* **SOURCE PASSAGE**
The Sister, ITV review - half-baked dramatisation of esteemed novel

The Sister, ITV review - half-baked dramatisation of esteemed novel

Neil Cross's 'Burial' falls on its face on telly

Russell Tovey as Nathan, Amrita Charia as Holly

Neil Cross’s novel Burial was hailed for its skilful plotting and insightful characterisations, as well as its macabre atmosphere. Disappointingly, the author’s own adaptation of the book looks clumsy and uncomfortable on TV.

It’s being shown in four parts on consecutive nights on ITV, and Wednesday’s part three left us poised on the brink of a denouement which may prove ugly and brutal. However, so far the story has failed to ignite, despite the way it keeps telling us how creepy, spooky and other-worldly it’s supposed to be. The main stumbling block is Russell Tovey’s leading role as Nathan Redman, a somewhat hapless character whose attendance at a riotous party on New Year’s Eve, 2009 triggers a chain reaction of events which keep coming back to haunt him across the show’s neurotically-leaping time frame.

Nathan is a man almost comically devoid of the ability to control situations and take charge of his life, and he bumbles along in a kind of semi-comatose fog, as though he’s never quite managed to wake up this morning. The terrible, elongated fate into which the narrative sucks him naturally comes about largely by chance, as he happens to encounter a girl called Elise (Simone Ashley) after the party, then fortuitously – better make that un-fortuitously – is given a lift by the sinister Bob Morrow (a toxically loathsome Bertie Carvel, pictured above). The combination of sex, drink and drugs in the bleary pre-dawn of New Year’s Day has a shockingly cataclysmic result, ending with Elise failing to respond to all efforts at resuscitation.

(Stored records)
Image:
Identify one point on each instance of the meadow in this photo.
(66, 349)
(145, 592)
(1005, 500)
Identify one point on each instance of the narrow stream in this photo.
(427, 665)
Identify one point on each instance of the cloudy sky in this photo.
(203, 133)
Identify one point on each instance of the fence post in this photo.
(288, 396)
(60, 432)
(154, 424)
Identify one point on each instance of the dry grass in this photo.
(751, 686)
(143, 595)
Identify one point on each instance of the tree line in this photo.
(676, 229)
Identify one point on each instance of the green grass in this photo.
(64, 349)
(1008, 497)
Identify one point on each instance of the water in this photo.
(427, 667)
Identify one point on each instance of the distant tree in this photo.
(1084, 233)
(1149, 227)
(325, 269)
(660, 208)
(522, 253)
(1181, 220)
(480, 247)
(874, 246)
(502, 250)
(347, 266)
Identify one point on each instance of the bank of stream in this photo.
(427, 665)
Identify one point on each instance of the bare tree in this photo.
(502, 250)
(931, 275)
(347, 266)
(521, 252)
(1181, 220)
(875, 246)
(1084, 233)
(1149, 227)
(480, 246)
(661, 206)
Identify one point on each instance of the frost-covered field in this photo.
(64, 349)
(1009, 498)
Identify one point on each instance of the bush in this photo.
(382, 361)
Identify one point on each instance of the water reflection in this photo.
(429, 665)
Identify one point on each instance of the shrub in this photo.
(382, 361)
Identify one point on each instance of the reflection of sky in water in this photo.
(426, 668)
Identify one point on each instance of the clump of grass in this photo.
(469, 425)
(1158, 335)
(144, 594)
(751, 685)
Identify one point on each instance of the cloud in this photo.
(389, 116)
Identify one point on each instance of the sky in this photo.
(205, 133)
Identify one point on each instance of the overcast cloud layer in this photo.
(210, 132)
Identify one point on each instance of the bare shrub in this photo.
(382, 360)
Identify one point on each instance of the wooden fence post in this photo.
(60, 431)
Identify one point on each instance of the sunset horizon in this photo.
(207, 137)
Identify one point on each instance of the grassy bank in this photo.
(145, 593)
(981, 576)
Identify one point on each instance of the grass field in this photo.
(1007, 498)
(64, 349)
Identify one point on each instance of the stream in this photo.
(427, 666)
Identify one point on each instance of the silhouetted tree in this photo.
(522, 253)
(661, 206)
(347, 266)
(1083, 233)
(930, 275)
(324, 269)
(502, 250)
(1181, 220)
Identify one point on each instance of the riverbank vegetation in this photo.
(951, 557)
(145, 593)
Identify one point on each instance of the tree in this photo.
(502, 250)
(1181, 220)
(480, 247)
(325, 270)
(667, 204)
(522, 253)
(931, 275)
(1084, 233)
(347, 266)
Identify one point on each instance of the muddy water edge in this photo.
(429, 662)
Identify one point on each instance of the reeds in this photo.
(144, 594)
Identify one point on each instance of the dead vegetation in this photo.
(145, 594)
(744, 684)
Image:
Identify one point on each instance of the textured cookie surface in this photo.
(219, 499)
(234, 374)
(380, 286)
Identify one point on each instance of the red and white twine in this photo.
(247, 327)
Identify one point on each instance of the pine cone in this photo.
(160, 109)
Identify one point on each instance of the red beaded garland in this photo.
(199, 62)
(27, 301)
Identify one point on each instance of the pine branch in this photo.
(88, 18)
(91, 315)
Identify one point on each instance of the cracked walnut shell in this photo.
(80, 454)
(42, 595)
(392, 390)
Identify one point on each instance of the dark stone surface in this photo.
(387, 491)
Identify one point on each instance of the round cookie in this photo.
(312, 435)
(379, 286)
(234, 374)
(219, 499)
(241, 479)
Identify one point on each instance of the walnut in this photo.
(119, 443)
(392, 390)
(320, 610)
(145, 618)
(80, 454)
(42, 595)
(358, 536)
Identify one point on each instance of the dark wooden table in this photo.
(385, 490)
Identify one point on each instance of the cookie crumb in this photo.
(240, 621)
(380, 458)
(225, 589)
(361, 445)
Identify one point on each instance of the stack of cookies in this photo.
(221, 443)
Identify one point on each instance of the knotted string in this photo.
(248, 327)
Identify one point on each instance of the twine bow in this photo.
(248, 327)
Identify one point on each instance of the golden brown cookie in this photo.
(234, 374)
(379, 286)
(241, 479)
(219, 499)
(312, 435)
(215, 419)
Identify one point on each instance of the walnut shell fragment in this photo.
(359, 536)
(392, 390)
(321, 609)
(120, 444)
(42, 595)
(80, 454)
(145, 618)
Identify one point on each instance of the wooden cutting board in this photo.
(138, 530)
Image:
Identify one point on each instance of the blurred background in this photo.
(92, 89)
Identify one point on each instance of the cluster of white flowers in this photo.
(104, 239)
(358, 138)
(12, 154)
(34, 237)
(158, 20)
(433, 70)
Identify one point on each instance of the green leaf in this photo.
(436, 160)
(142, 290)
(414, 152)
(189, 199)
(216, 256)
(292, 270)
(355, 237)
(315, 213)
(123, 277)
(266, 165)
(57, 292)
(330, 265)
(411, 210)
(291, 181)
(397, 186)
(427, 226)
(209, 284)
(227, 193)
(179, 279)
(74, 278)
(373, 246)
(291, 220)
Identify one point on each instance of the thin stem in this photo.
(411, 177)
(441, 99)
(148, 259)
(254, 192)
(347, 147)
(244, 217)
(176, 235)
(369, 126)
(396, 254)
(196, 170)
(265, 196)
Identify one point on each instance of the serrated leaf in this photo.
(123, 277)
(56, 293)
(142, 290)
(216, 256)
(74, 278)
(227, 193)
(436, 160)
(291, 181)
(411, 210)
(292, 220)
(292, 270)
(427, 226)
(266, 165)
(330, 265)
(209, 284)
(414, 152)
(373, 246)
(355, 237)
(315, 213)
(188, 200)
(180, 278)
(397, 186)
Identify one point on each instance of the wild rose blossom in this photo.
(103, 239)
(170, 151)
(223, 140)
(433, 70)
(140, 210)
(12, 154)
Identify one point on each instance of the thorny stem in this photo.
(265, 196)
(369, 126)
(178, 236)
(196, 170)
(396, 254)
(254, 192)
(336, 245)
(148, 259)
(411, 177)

* **WORK REQUEST 1**
Answer these questions from the review of The Sister:
(a) Which novel is the series adapted from?
(b) On which channel is the series shown, and in how many parts?
(c) Which actor plays Bob Morrow?
* **WORK REQUEST 2**
Resume the review of The Sister, starting after its final sentence.

* **ANSWER 1**
(a) Burial, by Neil Cross
(b) ITV, in four parts on consecutive nights
(c) Bertie Carvel

* **ANSWER 2**
It’s Nathan’s terrible feelings of guilt which drive the arc of the story, propelling him into a relationship with Elise’s older sister Holly (Amrita Acharia) which is more about him trying to appease his self-loathing than anything resembling a mutual relationship. Holly herself is in a bit of a state following the death of her sister, but nonetheless the way she takes seriously Nathan’s muttered apologies, excuses and non-sequiturs for his bizarre behaviour tests credulity way beyond breaking point. This becomes particularly acute when the odious Bob suddenly reappears in Nathan's life years after they'd agreed they could never meet again. Even though Bob resembles a rancid fusion of Fagin and Rasputin and speaks in a nasal gravedigger’s whine, Holly is extraordinarily indulgent of her husband’s regular nights out with him.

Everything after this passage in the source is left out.